Task instructions:
Each entry must appear in the answer exactly as given.

*** The records Section Begins ***

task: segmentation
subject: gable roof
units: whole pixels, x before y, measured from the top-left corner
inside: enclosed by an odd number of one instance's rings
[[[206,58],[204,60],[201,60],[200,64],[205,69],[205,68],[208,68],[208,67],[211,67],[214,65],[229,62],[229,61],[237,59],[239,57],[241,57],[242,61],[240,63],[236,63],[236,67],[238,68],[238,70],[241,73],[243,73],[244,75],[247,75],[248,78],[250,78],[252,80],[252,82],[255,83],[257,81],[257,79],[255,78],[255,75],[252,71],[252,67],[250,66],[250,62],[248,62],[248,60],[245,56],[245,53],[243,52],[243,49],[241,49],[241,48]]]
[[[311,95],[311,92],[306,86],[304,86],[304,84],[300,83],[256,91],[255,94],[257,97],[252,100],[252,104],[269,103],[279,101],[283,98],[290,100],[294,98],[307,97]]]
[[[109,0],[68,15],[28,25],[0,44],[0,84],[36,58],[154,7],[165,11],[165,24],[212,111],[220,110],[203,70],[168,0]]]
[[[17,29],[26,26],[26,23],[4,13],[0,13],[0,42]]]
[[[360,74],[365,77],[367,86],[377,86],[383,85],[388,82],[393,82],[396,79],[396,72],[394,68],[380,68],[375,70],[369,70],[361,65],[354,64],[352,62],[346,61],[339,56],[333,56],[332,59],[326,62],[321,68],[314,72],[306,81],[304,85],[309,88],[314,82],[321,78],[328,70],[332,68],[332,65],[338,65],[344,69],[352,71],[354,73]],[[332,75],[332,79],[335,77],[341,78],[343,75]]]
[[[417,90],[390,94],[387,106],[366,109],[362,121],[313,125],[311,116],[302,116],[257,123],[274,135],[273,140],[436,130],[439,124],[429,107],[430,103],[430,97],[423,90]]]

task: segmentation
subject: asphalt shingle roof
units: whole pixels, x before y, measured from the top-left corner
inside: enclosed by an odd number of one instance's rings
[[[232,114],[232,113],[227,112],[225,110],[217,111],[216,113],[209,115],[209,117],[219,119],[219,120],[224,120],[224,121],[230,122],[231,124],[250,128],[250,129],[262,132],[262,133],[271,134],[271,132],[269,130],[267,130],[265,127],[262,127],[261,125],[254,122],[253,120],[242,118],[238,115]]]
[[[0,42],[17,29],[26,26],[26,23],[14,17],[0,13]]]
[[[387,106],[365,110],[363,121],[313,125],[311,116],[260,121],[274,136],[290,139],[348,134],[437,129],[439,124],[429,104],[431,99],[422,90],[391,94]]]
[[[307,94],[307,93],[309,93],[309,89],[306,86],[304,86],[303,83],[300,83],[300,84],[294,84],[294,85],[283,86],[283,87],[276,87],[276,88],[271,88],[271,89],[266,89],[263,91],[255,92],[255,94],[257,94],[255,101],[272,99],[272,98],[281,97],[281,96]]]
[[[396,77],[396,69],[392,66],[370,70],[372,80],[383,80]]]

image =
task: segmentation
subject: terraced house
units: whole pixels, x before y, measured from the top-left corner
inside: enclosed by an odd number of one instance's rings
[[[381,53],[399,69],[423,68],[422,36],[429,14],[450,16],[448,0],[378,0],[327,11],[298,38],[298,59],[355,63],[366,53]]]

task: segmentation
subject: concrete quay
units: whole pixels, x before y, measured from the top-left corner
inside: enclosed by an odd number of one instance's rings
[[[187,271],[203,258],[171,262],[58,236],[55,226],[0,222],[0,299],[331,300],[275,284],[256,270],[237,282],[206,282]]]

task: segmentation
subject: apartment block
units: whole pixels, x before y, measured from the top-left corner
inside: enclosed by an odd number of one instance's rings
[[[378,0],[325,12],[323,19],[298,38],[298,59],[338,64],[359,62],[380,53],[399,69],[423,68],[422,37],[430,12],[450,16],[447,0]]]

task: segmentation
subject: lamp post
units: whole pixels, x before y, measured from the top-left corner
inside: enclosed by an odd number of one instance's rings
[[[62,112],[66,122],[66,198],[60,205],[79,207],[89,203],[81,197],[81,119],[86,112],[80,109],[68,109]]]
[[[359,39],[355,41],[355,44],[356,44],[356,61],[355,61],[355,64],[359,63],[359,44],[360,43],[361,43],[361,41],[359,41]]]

*** The records Section Ends ***

Solution to the problem:
task: segmentation
subject: gable roof
units: whole pixels, x before y, measured from the top-left corner
inside: enclosed by an odd number of one instance's rings
[[[206,58],[204,60],[201,60],[200,64],[205,69],[205,68],[208,68],[208,67],[211,67],[214,65],[229,62],[229,61],[237,59],[239,57],[241,57],[242,61],[240,63],[236,63],[236,67],[238,68],[238,70],[241,73],[243,73],[244,75],[247,75],[248,78],[250,78],[252,80],[252,82],[255,83],[257,81],[257,79],[255,78],[255,75],[252,71],[252,67],[250,66],[250,62],[248,62],[248,60],[245,56],[245,53],[243,52],[243,49],[241,49],[241,48]]]
[[[311,95],[311,92],[306,86],[304,86],[304,84],[300,83],[256,91],[255,94],[257,97],[252,100],[252,104],[269,103],[279,101],[283,98],[290,100],[294,98],[307,97]]]
[[[109,0],[68,15],[28,25],[0,44],[0,84],[36,58],[154,7],[165,11],[165,24],[212,111],[220,110],[203,70],[168,0]]]
[[[17,29],[26,26],[26,23],[4,13],[0,13],[0,42]]]
[[[360,74],[365,77],[367,86],[377,86],[383,85],[388,82],[393,82],[396,79],[396,72],[394,68],[380,68],[375,70],[369,70],[361,65],[354,64],[352,62],[346,61],[339,56],[333,56],[332,59],[326,62],[321,68],[314,72],[306,81],[304,85],[309,88],[314,82],[321,78],[328,70],[332,68],[332,65],[338,65],[344,69],[352,71],[354,73]],[[332,75],[332,79],[335,77],[341,78],[343,75]]]
[[[417,90],[390,94],[387,106],[366,109],[362,121],[313,125],[311,116],[302,116],[257,123],[274,135],[273,140],[436,130],[439,124],[429,107],[430,103],[430,97],[423,90]]]

task: segmentation
subject: asphalt shingle roof
units: whole pixels, x before y, measured from the top-left corner
inside: enclosed by an odd number of one instance's rings
[[[232,114],[232,113],[227,112],[225,110],[217,111],[216,113],[209,115],[209,117],[219,119],[219,120],[224,120],[224,121],[230,122],[231,124],[250,128],[250,129],[262,132],[262,133],[271,134],[271,132],[269,130],[267,130],[265,127],[262,127],[261,125],[254,122],[253,120],[242,118],[238,115]]]
[[[0,42],[17,29],[26,26],[26,23],[14,17],[0,13]]]
[[[387,106],[365,110],[363,121],[313,125],[311,116],[260,121],[274,136],[290,139],[348,134],[437,129],[439,124],[429,104],[431,99],[422,90],[391,94]]]
[[[307,94],[307,93],[309,93],[309,89],[306,86],[304,86],[303,83],[300,83],[300,84],[294,84],[294,85],[283,86],[283,87],[276,87],[276,88],[271,88],[271,89],[266,89],[263,91],[255,92],[255,94],[257,94],[255,101],[272,99],[272,98],[281,97],[281,96]]]
[[[396,77],[396,69],[392,66],[370,70],[372,80],[383,80]]]

image =
task: segmentation
subject: terraced house
units: whole pixels, x before y, measured from the top-left corner
inside: enclosed by an odd number of one instance's rings
[[[381,53],[399,69],[423,68],[422,36],[429,14],[450,16],[448,0],[378,0],[327,11],[298,38],[298,59],[355,63],[366,53]]]

task: segmentation
subject: concrete quay
units: whole pixels, x before y, measured from the top-left corner
inside: enclosed by an odd number of one instance's rings
[[[187,271],[203,258],[171,262],[58,236],[55,226],[0,222],[0,299],[331,300],[275,284],[256,270],[237,282],[206,282]]]

task: segmentation
subject: apartment block
units: whole pixels, x before y, measured from the top-left corner
inside: enclosed by an odd number of one instance's rings
[[[378,0],[325,12],[323,19],[298,38],[298,59],[338,64],[359,62],[380,53],[399,69],[423,68],[422,37],[430,12],[450,16],[447,0]]]

task: segmentation
subject: lamp post
units: whole pixels, x before y, measured from the top-left corner
inside: enclosed by an odd number of one instance's rings
[[[62,112],[66,122],[66,198],[60,205],[79,207],[89,203],[81,197],[81,119],[86,112],[80,109],[68,109]]]
[[[359,39],[355,41],[355,44],[356,44],[356,61],[355,61],[355,64],[359,63],[359,44],[360,43],[361,43],[361,41],[359,41]]]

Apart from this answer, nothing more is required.